Du 9 au 12 janvier à Val d’Isère, à l’occasion de la 9ème édition des Napoleons, il a été question de Progrès. Aujourd’hui, associé aux urgences climatiques, sociales, économiques et politiques, le progrès est un concept en crise. D’ailleurs, on ne parle plus de progrès mais d’innovation. Substituer l’un à l’autre n’est pas anodin. Non le futur, ce n’était pas mieux avant. “Parler de progrès, c’est parler d’humanité. C’est permettre de comprendre pourquoi on veut créer de la valeur” expliquent Mondher Abdennadher et Olivier Moulierac, fondateurs des Napoleons. Progrès social et liberté, progrès environnemental, santés et mobilités à l’heure de l’IA… Le futur peut être le ferment du meilleur. Pour y réfléchir la parole est donnée aux chercheurs, philosophes, intellectuels, activistes, scientifiques, entrepreneurs, politiques et technophiles.  Action.

Les Napoleons ? C’est un sommet…
Depuis 2015, les Napoleons se réunissent deux fois par an autour d’un thème central. En janvier à Val d’Isère et en juillet, à Arles. Il s’agit de sommets de trois jours rythmés par des workshops et keynotes propices aux réflexions de fond, aux rencontres, au réseautage et au business.
==================================================
#### À faire:
1. D'après l'extrait de page, dans quelle ville les Napoleons se réunissent-ils en juillet ?
2. Restituez à l'identique le passage de l'extrait de page qui s'ouvre sur les mots contenant « Les Napoleons ? C’est » et se clôt sur « et au business. ».
==================================================
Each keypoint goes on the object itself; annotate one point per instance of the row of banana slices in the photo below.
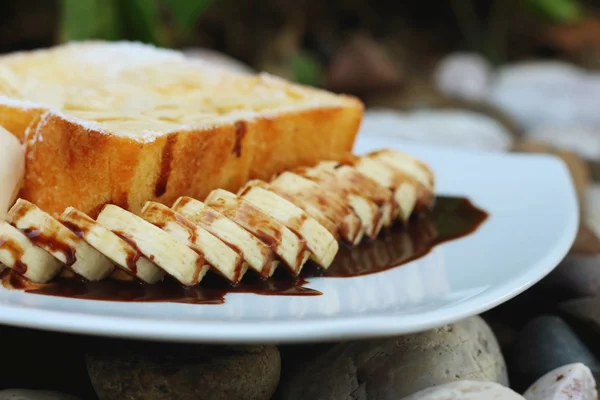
(298, 215)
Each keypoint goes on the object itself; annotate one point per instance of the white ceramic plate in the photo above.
(532, 224)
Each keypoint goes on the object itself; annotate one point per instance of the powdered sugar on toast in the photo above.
(142, 92)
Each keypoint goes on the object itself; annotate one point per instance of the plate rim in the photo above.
(307, 331)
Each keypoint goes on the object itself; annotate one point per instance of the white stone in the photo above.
(547, 93)
(466, 390)
(592, 209)
(453, 128)
(465, 76)
(570, 382)
(581, 140)
(23, 394)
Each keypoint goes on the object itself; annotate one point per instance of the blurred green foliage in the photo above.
(555, 10)
(161, 22)
(306, 69)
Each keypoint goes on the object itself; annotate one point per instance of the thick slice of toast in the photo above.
(124, 123)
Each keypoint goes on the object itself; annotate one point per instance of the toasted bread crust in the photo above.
(72, 166)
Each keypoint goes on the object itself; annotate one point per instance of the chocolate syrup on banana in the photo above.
(450, 218)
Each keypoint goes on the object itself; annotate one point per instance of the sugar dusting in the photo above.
(122, 89)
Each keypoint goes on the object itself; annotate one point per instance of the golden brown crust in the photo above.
(69, 165)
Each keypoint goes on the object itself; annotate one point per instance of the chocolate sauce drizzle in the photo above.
(449, 219)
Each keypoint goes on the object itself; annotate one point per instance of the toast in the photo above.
(125, 123)
(264, 225)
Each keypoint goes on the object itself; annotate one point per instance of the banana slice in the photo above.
(360, 183)
(177, 259)
(306, 192)
(403, 186)
(366, 209)
(258, 255)
(19, 254)
(112, 246)
(49, 234)
(306, 206)
(322, 245)
(406, 165)
(220, 256)
(290, 248)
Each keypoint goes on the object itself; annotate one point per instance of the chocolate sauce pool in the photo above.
(450, 218)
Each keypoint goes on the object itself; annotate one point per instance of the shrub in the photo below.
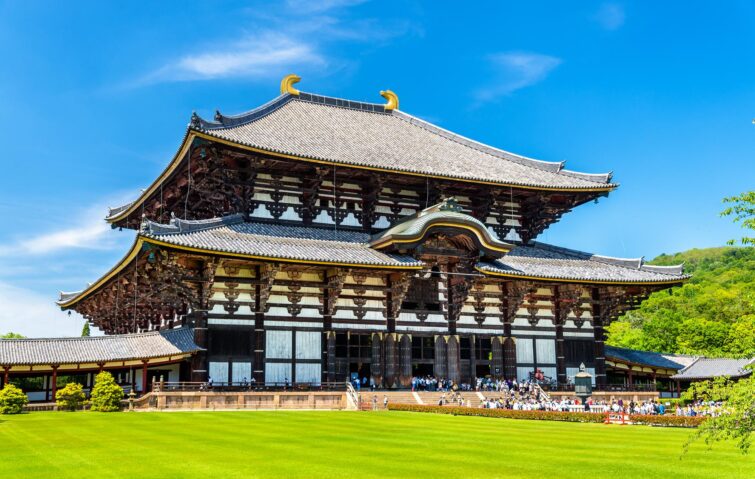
(106, 394)
(670, 421)
(505, 413)
(12, 400)
(71, 397)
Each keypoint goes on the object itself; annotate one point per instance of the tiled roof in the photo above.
(645, 358)
(707, 368)
(445, 213)
(302, 243)
(364, 134)
(545, 261)
(97, 349)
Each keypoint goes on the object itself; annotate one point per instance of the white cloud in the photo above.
(311, 6)
(35, 315)
(516, 70)
(611, 16)
(90, 232)
(262, 56)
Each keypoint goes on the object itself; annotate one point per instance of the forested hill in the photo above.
(713, 314)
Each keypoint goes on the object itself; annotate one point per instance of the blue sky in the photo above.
(95, 97)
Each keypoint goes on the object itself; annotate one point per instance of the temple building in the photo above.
(313, 238)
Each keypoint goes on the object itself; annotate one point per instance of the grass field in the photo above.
(346, 444)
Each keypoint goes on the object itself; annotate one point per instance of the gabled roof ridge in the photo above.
(90, 338)
(179, 226)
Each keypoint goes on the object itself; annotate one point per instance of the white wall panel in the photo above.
==================================================
#### Résultats:
1. À Arles.

2.
Les Napoleons ? C’est un sommet…
Depuis 2015, les Napoleons se réunissent deux fois par an autour d’un thème central. En janvier à Val d’Isère et en juillet, à Arles. Il s’agit de sommets de trois jours rythmés par des workshops et keynotes propices aux réflexions de fond, aux rencontres, au réseautage et au business.